TRAVAIL À FAIRE
A - Indiquez si chacune des affirmations suivantes concorde avec l’entretien sur Casa do Vapor, en répondant par oui ou par non et en citant les mots du texte qui le prouvent : (i) Casa do Vapor est né d’une commande ; (ii) les intervenants payaient 3 € par nuit ; (iii) la cuisine partagée a été soutenue par la ville d’Almada.
B - Recopiez sans la moindre modification le passage de l’entretien sur Casa do Vapor qui va de « Ce collectif improvisé » jusqu’à « d’Architecture de Lisbonne. » inclus.

Casa do vapor
L’Eldorado c’est possible ?

Propos recueillis par Margaux Vigne, images © Julien Keita.

En 2013, durant six mois, le collectif Exyzt a mené un projet collaboratif à Cova do Vapor, petit village de pêcheurs sur l’Atlantique situé à quelques kilomètres de Lisbonne. Les Commissaires anonymes y ont participé. Strabic leur a demandé de livrer leur expérience de ce projet atypique, où le collectif s’expérimente à de multiples échelles. Pour aborder la question de l’organisation collective, Cécile Roche-Boutin et Mathilde Sauzet nous parlent ici de plage et de construction, de couture et de cuisine, d’argent et de symboles, d’Eldorado et de skate, d’enfants et d’expositions.

Strabic : Comment est né Casa do Vapor ?

Les commissaires anonymes : L’envie de départ, partagée par quelques membres du collectif Exyzt et plusieurs artistes et activistes portugais, était de réutiliser le bois d’un projet réalisé à Guimarães pour la Capitale Européenne de la Culture 2012. Casa do Vapor n’est donc pas né d’une commande. Exyzt s’intéresse de plus en plus à l’écologie des interventions temporaires : d’où vient la matière et que devient-elle après ? Un petit groupe s’est formé spontanément autour de cette opportunité.

Cette écologie de projet est-elle surtout matérielle ou également humaine ?

L’écologie « humaine » existait déjà dans les interventions d’Exyzt, tandis que cette attention soutenue à la vie et la circulation des matériaux est plus récente. Il y a de moins en moins d’argent pour les projets, il faut donc trouver des moyens de ne pas s’arrêter aux coûts de production. Ce projet a été lancé par quatre personnes : Alexander Roemer d’Exyzt, Amalia Buisson, Diana Peirera, artistes et actrices culturelles lisboètes et Sofia Costa Pinto, artiste brésilienne en résidence à Lisbonne. Ils se sont associés et ont choisi ce village, où vit le père d’Amalia, comme terrain d’expériences sociales et artistiques.

Ce collectif improvisé a commencé à travailler sans financement. C’était assez fou de voir ces quatre personnes investir non seulement leur vie quotidienne mais aussi leur argent pour que ce projet ait lieu. Cet engagement personnel et militant a donné une dimension différente des projets habituels d’Exyzt. Par la suite, il n’y a jamais eu de financement. Certaines interventions ont été soutenues comme la petite bibliothèque par la ville d’Almada et la cuisine partagée par la Triennale d’Architecture de Lisbonne.

Chaque porteur de projet faisait ses propres recherches de financements. Pour le reste, tous les participants ont autofinancé le projet. Les différents intervenants, artistes, architectes ou autres, payaient 3€ par nuit et 1€50 par repas. Ça payait la nourriture et le logement et permettait aussi d’acheter du matériel pour les ateliers et rencontres. C’était un investissement au sens propre et figuré.

Comment vous êtes-vous retrouvées dans cette aventure ?

On travaillait sur les représentations contemporaines de l’Eldorado dans le champ artistique. Un jour, on a croisé Alexander Römer dans le train. Il venait d’avoir l’autorisation pour construire la Casa do Vapor. C’était en avril, le projet était en route. Dans la discussion, il s’est projeté dans notre histoire et nous a invité à venir dans l’été.

DONNÉES PRÉSENTÉES
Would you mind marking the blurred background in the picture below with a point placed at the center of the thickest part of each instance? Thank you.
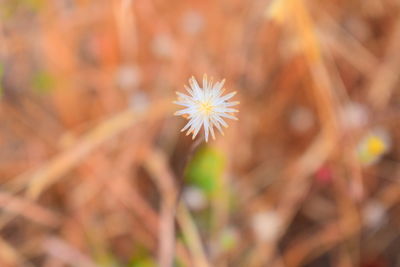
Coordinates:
(94, 170)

CORRIGÉ DES EXERCICES
A -
(i) Non : « Casa do Vapor n’est donc pas né d’une commande. »
(ii) Oui : « Les différents intervenants, artistes, architectes ou autres, payaient 3€ par nuit et 1€50 par repas. »
(iii) Non : « Certaines interventions ont été soutenues comme la petite bibliothèque par la ville d’Almada et la cuisine partagée par la Triennale d’Architecture de Lisbonne. »

B -
Ce collectif improvisé a commencé à travailler sans financement. C’était assez fou de voir ces quatre personnes investir non seulement leur vie quotidienne mais aussi leur argent pour que ce projet ait lieu. Cet engagement personnel et militant a donné une dimension différente des projets habituels d’Exyzt. Par la suite, il n’y a jamais eu de financement. Certaines interventions ont été soutenues comme la petite bibliothèque par la ville d’Almada et la cuisine partagée par la Triennale d’Architecture de Lisbonne.